Your goal:
Write out every entry exactly; the pictures do not belong in the copy.

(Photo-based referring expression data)

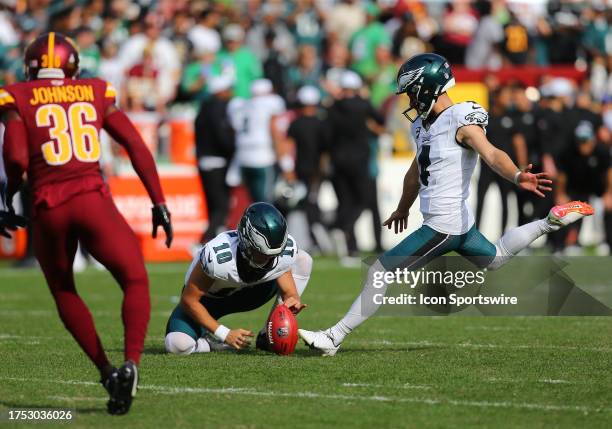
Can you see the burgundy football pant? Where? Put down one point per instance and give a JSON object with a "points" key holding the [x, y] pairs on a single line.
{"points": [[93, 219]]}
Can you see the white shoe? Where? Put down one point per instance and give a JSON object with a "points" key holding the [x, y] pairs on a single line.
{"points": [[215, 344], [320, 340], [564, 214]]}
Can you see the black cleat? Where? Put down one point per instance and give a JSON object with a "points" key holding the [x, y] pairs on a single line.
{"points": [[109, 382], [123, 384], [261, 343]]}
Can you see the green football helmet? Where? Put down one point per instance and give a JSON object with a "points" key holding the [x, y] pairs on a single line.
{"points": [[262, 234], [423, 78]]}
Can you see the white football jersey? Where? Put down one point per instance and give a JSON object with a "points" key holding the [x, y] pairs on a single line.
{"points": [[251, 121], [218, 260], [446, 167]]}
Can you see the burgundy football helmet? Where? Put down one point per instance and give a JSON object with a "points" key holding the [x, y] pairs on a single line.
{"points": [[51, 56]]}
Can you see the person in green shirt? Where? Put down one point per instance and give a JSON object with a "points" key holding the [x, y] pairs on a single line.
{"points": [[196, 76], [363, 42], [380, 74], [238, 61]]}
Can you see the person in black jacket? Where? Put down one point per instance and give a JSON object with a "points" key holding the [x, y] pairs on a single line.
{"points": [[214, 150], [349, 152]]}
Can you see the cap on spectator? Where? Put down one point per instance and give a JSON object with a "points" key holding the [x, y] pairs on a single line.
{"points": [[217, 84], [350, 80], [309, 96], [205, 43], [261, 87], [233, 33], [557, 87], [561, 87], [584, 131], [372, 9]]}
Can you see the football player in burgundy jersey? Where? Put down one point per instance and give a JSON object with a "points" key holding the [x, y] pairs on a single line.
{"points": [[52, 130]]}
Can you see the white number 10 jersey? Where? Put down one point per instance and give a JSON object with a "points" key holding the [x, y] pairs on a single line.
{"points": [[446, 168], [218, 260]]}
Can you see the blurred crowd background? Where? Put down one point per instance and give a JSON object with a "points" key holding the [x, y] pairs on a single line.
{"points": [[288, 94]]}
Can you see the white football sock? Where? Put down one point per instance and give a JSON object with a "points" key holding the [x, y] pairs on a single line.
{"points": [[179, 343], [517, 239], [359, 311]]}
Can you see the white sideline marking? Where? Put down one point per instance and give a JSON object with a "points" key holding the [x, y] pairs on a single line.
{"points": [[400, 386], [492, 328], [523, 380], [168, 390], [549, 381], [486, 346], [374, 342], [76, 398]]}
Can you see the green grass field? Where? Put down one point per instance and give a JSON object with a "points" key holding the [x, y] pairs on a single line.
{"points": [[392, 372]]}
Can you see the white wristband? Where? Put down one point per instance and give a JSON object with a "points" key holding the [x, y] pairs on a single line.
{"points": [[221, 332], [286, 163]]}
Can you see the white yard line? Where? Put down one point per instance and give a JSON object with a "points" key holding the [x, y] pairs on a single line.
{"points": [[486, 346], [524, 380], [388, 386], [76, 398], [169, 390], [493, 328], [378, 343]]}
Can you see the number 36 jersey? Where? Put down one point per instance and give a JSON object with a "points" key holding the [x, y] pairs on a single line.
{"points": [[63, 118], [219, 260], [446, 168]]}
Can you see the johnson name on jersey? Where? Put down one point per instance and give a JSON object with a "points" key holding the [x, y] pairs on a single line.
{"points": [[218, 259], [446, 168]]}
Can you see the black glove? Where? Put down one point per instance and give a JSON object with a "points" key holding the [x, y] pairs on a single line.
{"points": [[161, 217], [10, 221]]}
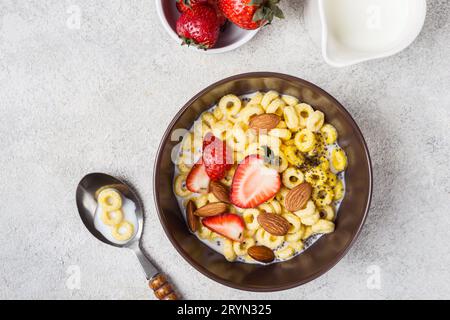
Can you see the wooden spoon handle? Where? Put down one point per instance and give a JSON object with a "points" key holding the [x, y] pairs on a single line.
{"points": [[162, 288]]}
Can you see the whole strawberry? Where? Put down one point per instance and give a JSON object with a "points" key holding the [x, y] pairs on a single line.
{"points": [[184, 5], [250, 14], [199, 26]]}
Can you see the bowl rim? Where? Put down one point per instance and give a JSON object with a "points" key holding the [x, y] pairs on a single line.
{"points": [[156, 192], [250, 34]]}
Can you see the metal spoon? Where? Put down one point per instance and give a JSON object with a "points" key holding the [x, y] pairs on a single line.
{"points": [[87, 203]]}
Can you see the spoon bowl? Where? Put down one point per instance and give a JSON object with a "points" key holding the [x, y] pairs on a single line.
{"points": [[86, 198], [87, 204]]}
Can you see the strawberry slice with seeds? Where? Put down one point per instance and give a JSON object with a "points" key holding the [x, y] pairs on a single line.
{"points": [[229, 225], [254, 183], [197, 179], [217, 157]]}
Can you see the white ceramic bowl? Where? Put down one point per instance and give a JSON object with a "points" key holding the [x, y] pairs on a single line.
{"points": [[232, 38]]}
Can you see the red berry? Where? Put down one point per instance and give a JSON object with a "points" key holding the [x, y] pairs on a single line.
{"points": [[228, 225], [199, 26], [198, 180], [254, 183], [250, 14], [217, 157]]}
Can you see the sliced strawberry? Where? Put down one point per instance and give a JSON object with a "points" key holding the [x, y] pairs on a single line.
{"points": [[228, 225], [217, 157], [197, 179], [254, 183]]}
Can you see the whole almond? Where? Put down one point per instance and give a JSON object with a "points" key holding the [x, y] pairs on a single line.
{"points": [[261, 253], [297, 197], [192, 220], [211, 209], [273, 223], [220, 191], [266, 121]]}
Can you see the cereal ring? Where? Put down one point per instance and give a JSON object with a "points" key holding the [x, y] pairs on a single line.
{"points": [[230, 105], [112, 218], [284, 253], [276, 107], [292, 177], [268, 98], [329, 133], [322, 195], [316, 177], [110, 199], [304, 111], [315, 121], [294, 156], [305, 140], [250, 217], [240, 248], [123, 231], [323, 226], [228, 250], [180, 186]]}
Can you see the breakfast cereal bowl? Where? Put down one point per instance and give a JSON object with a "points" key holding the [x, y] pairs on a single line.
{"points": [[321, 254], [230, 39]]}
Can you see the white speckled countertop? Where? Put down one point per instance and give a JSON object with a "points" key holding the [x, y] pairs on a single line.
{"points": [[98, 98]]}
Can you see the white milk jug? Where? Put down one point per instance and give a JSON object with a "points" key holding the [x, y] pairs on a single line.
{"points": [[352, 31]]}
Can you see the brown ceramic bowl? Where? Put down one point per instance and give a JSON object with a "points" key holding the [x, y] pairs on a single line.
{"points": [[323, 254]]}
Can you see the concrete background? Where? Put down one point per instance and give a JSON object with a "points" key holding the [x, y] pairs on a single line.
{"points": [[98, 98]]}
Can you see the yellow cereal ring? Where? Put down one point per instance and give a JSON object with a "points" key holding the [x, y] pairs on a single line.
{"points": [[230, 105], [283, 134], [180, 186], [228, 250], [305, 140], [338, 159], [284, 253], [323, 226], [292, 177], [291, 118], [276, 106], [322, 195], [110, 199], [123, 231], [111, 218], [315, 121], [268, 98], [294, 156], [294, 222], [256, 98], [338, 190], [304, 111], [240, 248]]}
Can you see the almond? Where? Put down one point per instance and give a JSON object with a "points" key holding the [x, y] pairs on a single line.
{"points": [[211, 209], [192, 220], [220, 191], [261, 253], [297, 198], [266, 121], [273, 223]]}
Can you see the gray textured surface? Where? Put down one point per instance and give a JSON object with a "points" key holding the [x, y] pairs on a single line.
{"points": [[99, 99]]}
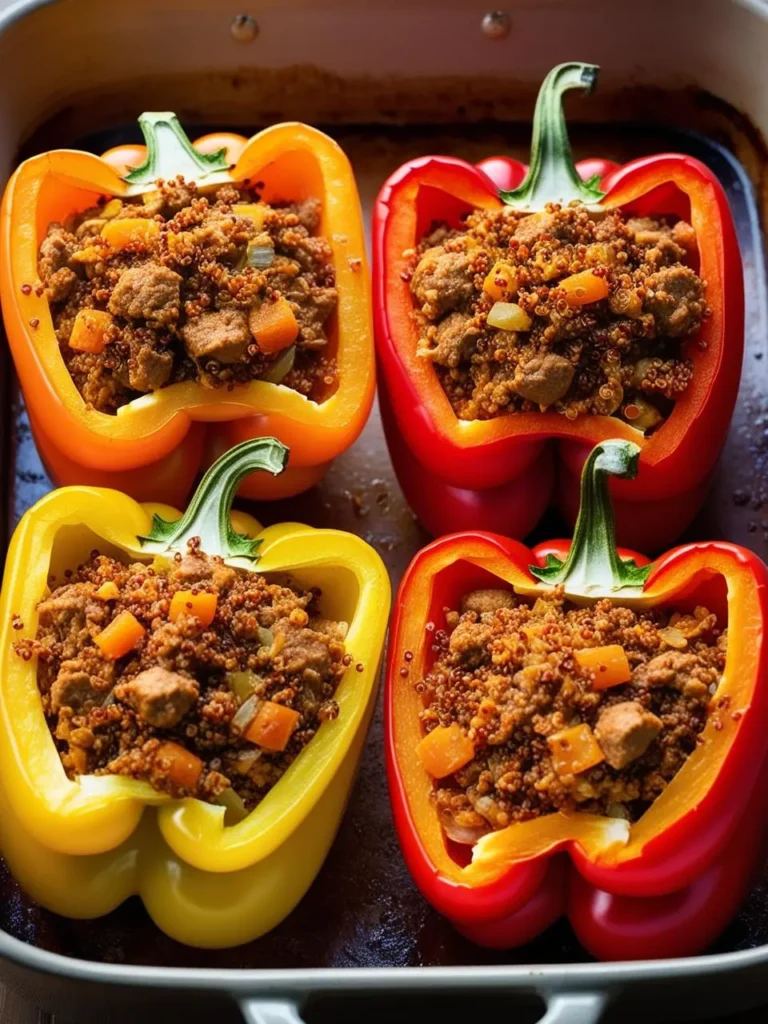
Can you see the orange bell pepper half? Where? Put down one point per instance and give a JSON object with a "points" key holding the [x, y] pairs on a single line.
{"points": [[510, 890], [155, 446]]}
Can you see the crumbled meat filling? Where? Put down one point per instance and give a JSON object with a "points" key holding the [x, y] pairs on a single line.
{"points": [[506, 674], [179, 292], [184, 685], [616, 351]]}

Answer below:
Can you see the burgundy football pant? Where? Put down one point per instance and give a JSON object with a "points" key holding the [x, y] pairs on a single line.
{"points": [[93, 219]]}
Can you see the white shoe? Where? Put down one point per instance and give a JSON object with a "points" key holding the [x, y] pairs on a single line.
{"points": [[215, 344], [320, 340], [564, 214]]}
Can you see the black cleat? Where? Put down one point per instance and give a JSON object with a "points" key holding the [x, y] pairs on a single line.
{"points": [[109, 382], [123, 384], [261, 343]]}
Can you see the green football helmet? Where? Put down one point per instance and give a JSON object with a "points" key holding the [x, y] pairs on a single line.
{"points": [[262, 234], [423, 78]]}
Can you see the white football jersey? Where? Put down one point per instance and give a JSON object with a "points" key holding the [x, y] pairs on a single line.
{"points": [[251, 121], [218, 260], [446, 167]]}
Can you see the burgundy football helmet? Where? Put down one point per instance and give a JSON object with a "points" key holding the [x, y] pairs on a single line.
{"points": [[51, 56]]}
Can you see the person in green shirt? Where? Put down one point per instance and give a JSON object with a "points" key holding the [x, y] pairs on a single line.
{"points": [[196, 76], [363, 42], [380, 74], [238, 61]]}
Can you see the person in black jacket? Where? Put down one point per instance and give a JSON object with a "points" key holding the [x, y] pairs on a single line.
{"points": [[214, 150], [349, 152]]}
Can you see the cap on spectator? Where? Put down one point per instance and give a JSON object with a "points" key holding the [x, y] pairs on a single line.
{"points": [[217, 84], [350, 80], [309, 96], [205, 43], [261, 87], [233, 33], [557, 87], [561, 87], [584, 131], [372, 9]]}
Can you see the football player in burgundy jersey? Where? Put down one point per instance and give a JSON object with a "points" key holding the [x, y] pairs on a single line.
{"points": [[52, 130]]}
Can you see the white number 10 jersey? Where? Put down one point per instance and give a JSON object with a "points" key holding the [x, y] pairs on a single line.
{"points": [[446, 168], [218, 260]]}
Can you see the blurred crowd background? Where? Put down one point per instance and give a JSON object with a "points" key holding the [x, y] pairs on a single line.
{"points": [[288, 94]]}
Can you see the white football sock? Where? Put down one point per instance and give a JSON object with a "points" key holding the [x, y] pairs on a single line.
{"points": [[179, 343], [517, 239], [359, 311]]}
Can you see the white sideline marking? Where? Put down one point per instance and give a JSON object with a "points" key holding the [x, y] pairs on a single line.
{"points": [[400, 386], [492, 328], [523, 380], [168, 390], [549, 381], [486, 346], [374, 342], [76, 398]]}
Can you see the green grass field? Where? Put down one point per instance and give a JSON object with a "points" key holding the [x, y] pairs on a single line.
{"points": [[392, 372]]}
Can you see the white wristband? Where? Put down one point per instance and give a JSON object with a "points" key holding the [x, y] pairs on a single line.
{"points": [[221, 332], [286, 163]]}
Can you see the white yard line? Where? Put down one point per instance and give a JSON object with a "points" key holding the [x, y] pairs on a single line.
{"points": [[486, 346], [524, 380], [388, 386], [76, 398], [169, 390], [493, 328], [378, 343]]}
Can you see the number 36 jersey? Where? Put down one point per instance and give a JSON object with a "points" key holding the [x, y] pairs on a single line.
{"points": [[63, 118], [219, 260], [446, 168]]}
Can you see the johnson name on jersey? Where? Put down one point per instance and give a JSON object with a "points" key holding the [x, y] pairs on a single line.
{"points": [[218, 259], [446, 168]]}
Can you see the black glove? Where? Put down one point per instance and give a JSON object with a "points" key holding the [x, y] pairs on a single line.
{"points": [[161, 217], [10, 221]]}
Can you see the wooden spoon handle? Where? Put down one point per instance and give a JSON object with a "points" key holding the [x, y] pairs on a single line.
{"points": [[162, 288]]}
Can you see the whole strawberry? Where? Put down one point per instance and give a JSON object with a "points" key holding the [x, y] pairs on a single line.
{"points": [[184, 5], [250, 14], [199, 26]]}
Can you see the bowl rim? Where? Put down one point per instance and give a JSON object with a "points" key holding the [x, y] pairs on a single line.
{"points": [[156, 192], [250, 34]]}
Can you see the metal spoon? Where? Put down one point per instance and give a JSON object with a "points" key holding the [x, y] pairs on a single line.
{"points": [[87, 203]]}
Can you see the spoon bowl? Where? Put down one point per instance and give a JSON object with a "points" key holding the [x, y] pairs on a single line.
{"points": [[86, 198], [87, 204]]}
Can you see the strawberry slice with seeds? Where? Put down one point per instance and give a JSON object with a "points" key holding the [x, y] pairs on a single line.
{"points": [[229, 225], [254, 183], [197, 179], [217, 157]]}
Can you see the white ceramic bowl? Where? Put down one point per instance and give a JSON object with a "points" key holding the [x, y] pairs on a single line.
{"points": [[232, 38]]}
Can you see the red berry? Where? Put down one point per instance and give a JSON object with a "points" key holding the [x, y] pairs on a single line.
{"points": [[228, 225], [199, 26], [198, 180], [254, 183], [250, 14], [217, 157]]}
Can you see the sliced strawberry? Where? Put down one point per instance and give a JSON object with a "points" key holding the [x, y] pairs on a single line.
{"points": [[228, 225], [217, 157], [197, 179], [254, 183]]}
Can you see the whole almond? Where? Put down one point per instance and give a JSON object with a "points" key holding the [x, y] pairs on a single line.
{"points": [[261, 253], [297, 197], [192, 220], [211, 209], [273, 223], [220, 191], [266, 121]]}
Can you see the cereal ring? Where? Put down one point per instance and give a JSON object with a "points" key holding the [x, y] pairs on a single line.
{"points": [[230, 105], [112, 218], [284, 253], [276, 107], [292, 177], [268, 98], [329, 133], [322, 195], [316, 177], [110, 199], [304, 111], [315, 121], [294, 156], [305, 140], [250, 217], [240, 248], [123, 231], [323, 226], [228, 250], [180, 186]]}
Can you see the breakfast cereal bowl? Where? Put down one point per instance and give a JSON object with a "points" key holding the [x, y] pairs on a single line.
{"points": [[321, 254], [230, 39]]}
Can you see the white speckled countertop? Where? Put down one point per instance and give a JSON object with a "points" key holding the [x, y] pairs on a single line.
{"points": [[98, 98]]}
Can you see the white milk jug? Where? Put down one point per instance and give a JSON object with a "points" key holding the [x, y] pairs on a single line.
{"points": [[352, 31]]}
Can you see the brown ceramic bowl? Where? Put down one point per instance and give a JSON object with a "points" key holding the [x, y] pairs on a single line.
{"points": [[323, 254]]}
Can you see the concrete background? Where? Put down one point per instance and give a JSON object with a "points" key holding the [x, y] pairs on a single line.
{"points": [[98, 98]]}
Can you see the yellow cereal ring? Where? Put down one point per instance and give a JSON object with a "points" key holding the [x, y] pairs on a single line.
{"points": [[230, 105], [283, 134], [180, 186], [228, 250], [305, 140], [338, 159], [284, 253], [323, 226], [292, 177], [291, 118], [276, 106], [322, 195], [110, 199], [123, 231], [111, 218], [315, 121], [268, 98], [294, 156], [294, 222], [256, 98], [338, 190], [304, 111], [240, 248]]}
Can you see the almond? Where? Put down one point per instance and give a JSON object with a "points" key holding the [x, y] pairs on a single line.
{"points": [[211, 209], [192, 220], [220, 191], [261, 253], [297, 198], [266, 121], [273, 223]]}
Can you see the gray textured surface? Where? Put down one point per instance and give a JSON object with a "points" key holding the [x, y] pairs on a single line.
{"points": [[99, 99]]}
Can you see the orange bell pepper half? Where? Put down one point per instance and give a JSON object with a "points" key holding the [x, y] pairs on a single line.
{"points": [[510, 890], [155, 446]]}
Can you see the crumbled meat filling? Where? Put down one point per instance and give a JSON object with a "points" key holding the [x, y] pairs on a single line.
{"points": [[506, 674], [179, 292], [184, 685], [616, 351]]}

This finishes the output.